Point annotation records
━━━━━━━━
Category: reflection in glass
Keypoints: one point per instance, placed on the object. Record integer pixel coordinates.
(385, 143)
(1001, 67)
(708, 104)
━━━━━━━━
Work to complete:
Reproduce every line of the records above word for word.

Result of the task:
Category: reflection in glass
Keypoints: one point per instance, placed on the object. Record integer pixel coordinates.
(385, 143)
(1001, 67)
(708, 104)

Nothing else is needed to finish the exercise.